• [ASSIGNED TASK 1]: Please reproduce the text about the Temu fine, everything from "According to the Commission, Temu" down to "Security and Democracy.".
• [ASSIGNED TASK 2]: Carry on the text about the EU fine against Temu from the point where it stops.

___ TEXT UNDER STUDY

Temu has been handed one of the largest penalties ever imposed on an online marketplace in Europe after the European Commission fined the Chinese retail giant EUR 200 million for failing to stop illegal and dangerous products being sold on its platform.
According to the Commission, Temu failed to properly identify and address the risks linked to illegal goods being sold through its marketplace. EU customs and market surveillance authorities also uncovered high rates of non-compliant products listed on the site.
Investigators carried out mystery shopping exercises and found that consumers had a very high chance of encountering unsafe or illegal products while shopping on Temu.
“Temu’s risk assessment underestimates concrete risks, lacks specificity, is not grounded in solid evidence, and is not comprehensive. This leaves regulators, users and the public in the dark about the true scale of the potential harm caused by illegal products sold on the platform. It is time for Temu to comply with the law,” said Henna Virkkunen, Executive Vice-President for Tech Sovereignty, Security and Democracy.
Temu had already been under scrutiny
The European Commission launched an investigation into the Chinese shopping giant in 2024 under the EU’s Digital Services Act (DSA), after complaints were filed by the European consumer organisation BEUC and 17 national consumer protection authorities.
In recent months, consumer watchdogs across Europe repeatedly warned that products bought on TEMU included toys and electronic devices that failed to meet EU safety standards. According to the Commission, the platform’s risk analysis was “inaccurate” and failed to reflect how frequently illegal or unsafe products could appear on the site.

______
___ SUPPLIED DATA

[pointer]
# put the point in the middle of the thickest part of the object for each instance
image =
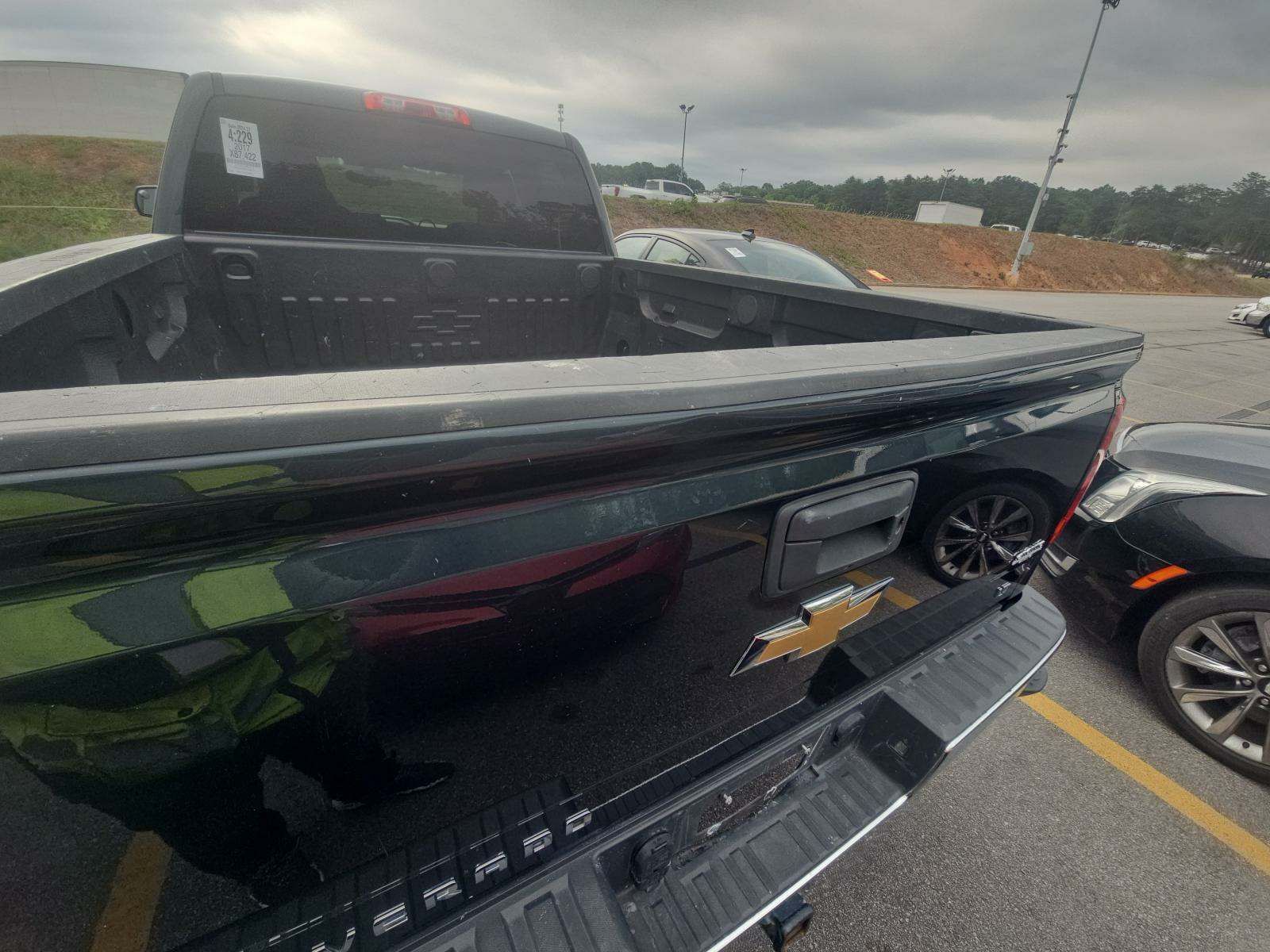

______

• [ANSWER AREA 1]:
According to the Commission, Temu failed to properly identify and address the risks linked to illegal goods being sold through its marketplace. EU customs and market surveillance authorities also uncovered high rates of non-compliant products listed on the site.
Investigators carried out mystery shopping exercises and found that consumers had a very high chance of encountering unsafe or illegal products while shopping on Temu.
“Temu’s risk assessment underestimates concrete risks, lacks specificity, is not grounded in solid evidence, and is not comprehensive. This leaves regulators, users and the public in the dark about the true scale of the potential harm caused by illegal products sold on the platform. It is time for Temu to comply with the law,” said Henna Virkkunen, Executive Vice-President for Tech Sovereignty, Security and Democracy.

• [ANSWER AREA 2]:
Authorities identified several dangerous products during the investigation, including:
- Cheap phone chargers that failed basic electrical safety tests
- Baby toys that posed choking hazards because of detachable parts
- Toys containing hazardous chemicals above permitted safety limits
The Commission said Temu had significantly underestimated how often customers could encounter illegal or dangerous goods on the platform.
European Commissioner Michael McGrath said online marketplaces must follow the same rules as everyone else operating within the European Union, adding that “consumer safety is not negotiable”.
Related: Chinese E-Commerce Giant Temu Partners with Hungarian Post
Pressure mounts on Chinese e-commerce giants
The latest penalty marks another major step in Europe’s increasingly aggressive crackdown on ultra-cheap Chinese online retailers.
Since exploding onto the European market in 2023, Temu has dramatically reshaped online shopping habits. Hungary has seen especially rapid growth; last year, Hungarian consumers reportedly spent more money on foreign webshops than on domestic online retailers for the first time.
Shoppers were drawn in by extremely low prices, endless discounts and aggressive coupon campaigns.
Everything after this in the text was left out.